(Entries on locating named things)

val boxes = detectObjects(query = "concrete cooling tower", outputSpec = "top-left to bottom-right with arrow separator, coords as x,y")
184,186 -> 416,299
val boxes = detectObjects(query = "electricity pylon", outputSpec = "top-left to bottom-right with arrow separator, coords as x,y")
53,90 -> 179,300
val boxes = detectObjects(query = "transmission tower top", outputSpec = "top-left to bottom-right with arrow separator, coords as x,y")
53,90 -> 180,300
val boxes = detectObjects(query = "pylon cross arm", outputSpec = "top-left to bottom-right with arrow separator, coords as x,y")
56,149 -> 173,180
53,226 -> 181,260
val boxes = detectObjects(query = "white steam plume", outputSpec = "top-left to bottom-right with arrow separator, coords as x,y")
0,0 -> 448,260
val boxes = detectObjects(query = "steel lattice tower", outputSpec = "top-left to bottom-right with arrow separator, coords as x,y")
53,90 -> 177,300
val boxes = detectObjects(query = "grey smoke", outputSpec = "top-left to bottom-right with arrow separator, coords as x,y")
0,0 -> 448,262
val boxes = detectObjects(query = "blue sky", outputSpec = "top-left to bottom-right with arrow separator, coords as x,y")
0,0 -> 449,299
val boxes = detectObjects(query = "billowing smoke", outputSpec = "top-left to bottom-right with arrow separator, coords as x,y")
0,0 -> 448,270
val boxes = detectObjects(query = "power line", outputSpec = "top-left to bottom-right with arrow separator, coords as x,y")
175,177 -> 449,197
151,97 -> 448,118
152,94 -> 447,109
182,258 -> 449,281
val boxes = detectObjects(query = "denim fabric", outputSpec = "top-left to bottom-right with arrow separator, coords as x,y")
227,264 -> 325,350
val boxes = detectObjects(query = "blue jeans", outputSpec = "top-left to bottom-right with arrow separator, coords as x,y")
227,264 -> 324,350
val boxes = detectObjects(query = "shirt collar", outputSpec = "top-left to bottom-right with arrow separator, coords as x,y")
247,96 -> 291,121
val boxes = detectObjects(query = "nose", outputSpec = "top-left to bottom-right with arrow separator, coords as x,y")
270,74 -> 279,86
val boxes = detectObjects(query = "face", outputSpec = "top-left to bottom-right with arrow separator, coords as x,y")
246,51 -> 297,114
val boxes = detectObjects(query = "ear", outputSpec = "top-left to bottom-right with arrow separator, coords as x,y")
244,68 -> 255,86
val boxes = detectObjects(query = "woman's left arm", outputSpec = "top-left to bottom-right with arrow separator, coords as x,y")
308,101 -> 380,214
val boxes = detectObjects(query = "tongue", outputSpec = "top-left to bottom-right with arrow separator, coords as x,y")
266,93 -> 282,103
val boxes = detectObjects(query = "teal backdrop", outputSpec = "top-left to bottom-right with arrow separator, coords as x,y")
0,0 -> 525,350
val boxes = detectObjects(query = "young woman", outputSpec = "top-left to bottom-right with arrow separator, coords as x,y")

● **STATED EXERCISE**
Nothing may be left out: return each entry exactly as it reads.

● **RESPONSE TO THIS TASK**
val boxes = detectObjects(query = "concrete cooling tower", outputSpec = "top-left to bottom-right with arrow separator, coords as x,y")
184,186 -> 416,299
val boxes = detectObjects(query = "electricity pylon", outputSpec = "top-left to bottom-right with arrow separator, coords as x,y")
53,90 -> 179,300
val boxes = detectObjects(query = "transmission tower top", outputSpec = "top-left to bottom-right with arrow separator, coords as x,y")
53,90 -> 180,300
val boxes = detectObjects(query = "pylon cross arm", outputSpec = "top-left to bottom-right with arrow separator, coords as x,y")
56,149 -> 173,180
53,226 -> 181,260
val boxes = detectObjects(query = "white steam plume", outputSpec = "top-left to bottom-right with arrow separator, coords as x,y")
0,0 -> 448,260
val boxes = detectObjects(query = "steel lattice tower", outputSpec = "top-left to bottom-right with arrow separator, coords as x,y")
53,90 -> 177,300
val boxes = detectObjects(query = "grey smoke", outputSpec = "top-left to bottom-right with arrow separator, coords as x,y")
0,0 -> 448,262
val boxes = detectObjects(query = "blue sky", outputSpec = "top-left to bottom-right with arrow separator, coords as x,y")
0,0 -> 449,299
val boxes = detectObjects(query = "billowing smoke", outputSpec = "top-left to bottom-right with arrow separator, coords as x,y")
0,0 -> 448,270
val boxes = detectObjects(query = "power line", outputSpec = "top-left to bottom-right with arrow separator, coords as x,y")
175,177 -> 449,197
151,97 -> 448,118
152,94 -> 447,109
182,258 -> 449,281
val boxes = detectObjects(query = "denim fabric", outputSpec = "top-left to bottom-right with arrow separator, coords as x,y")
227,264 -> 325,350
val boxes = detectObjects(query = "blue jeans", outputSpec = "top-left to bottom-right with arrow separator, coords as x,y")
227,264 -> 324,350
val boxes = detectObjects(query = "shirt collar", outputSpec = "top-left to bottom-right with arrow separator, coords as x,y")
247,96 -> 291,121
val boxes = detectObjects(query = "nose", outputSpec = "top-left to bottom-right with arrow separator, coords as x,y")
270,74 -> 279,86
val boxes = detectObjects(query = "face", outputSpec = "top-left to bottom-right with arrow separator, coords as x,y")
246,51 -> 297,114
val boxes = detectObjects(query = "ear", outputSpec = "top-left to bottom-right with arrow separator, coords as x,y")
244,68 -> 255,86
val boxes = detectObjects(query = "woman's left arm", outputSpec = "top-left to bottom-right with arrow separator, coords as x,y")
308,101 -> 380,214
val boxes = detectObjects(query = "tongue", outputSpec = "top-left to bottom-right with arrow separator, coords as x,y")
266,93 -> 282,103
val boxes = detectObjects(query = "teal backdrop", outputSpec = "top-left to bottom-right with arrow separator, coords as x,y")
0,0 -> 525,350
val boxes = detectObjects(query = "young woman", outputSpec = "top-left to bottom-right with arrow separator, coords as x,y")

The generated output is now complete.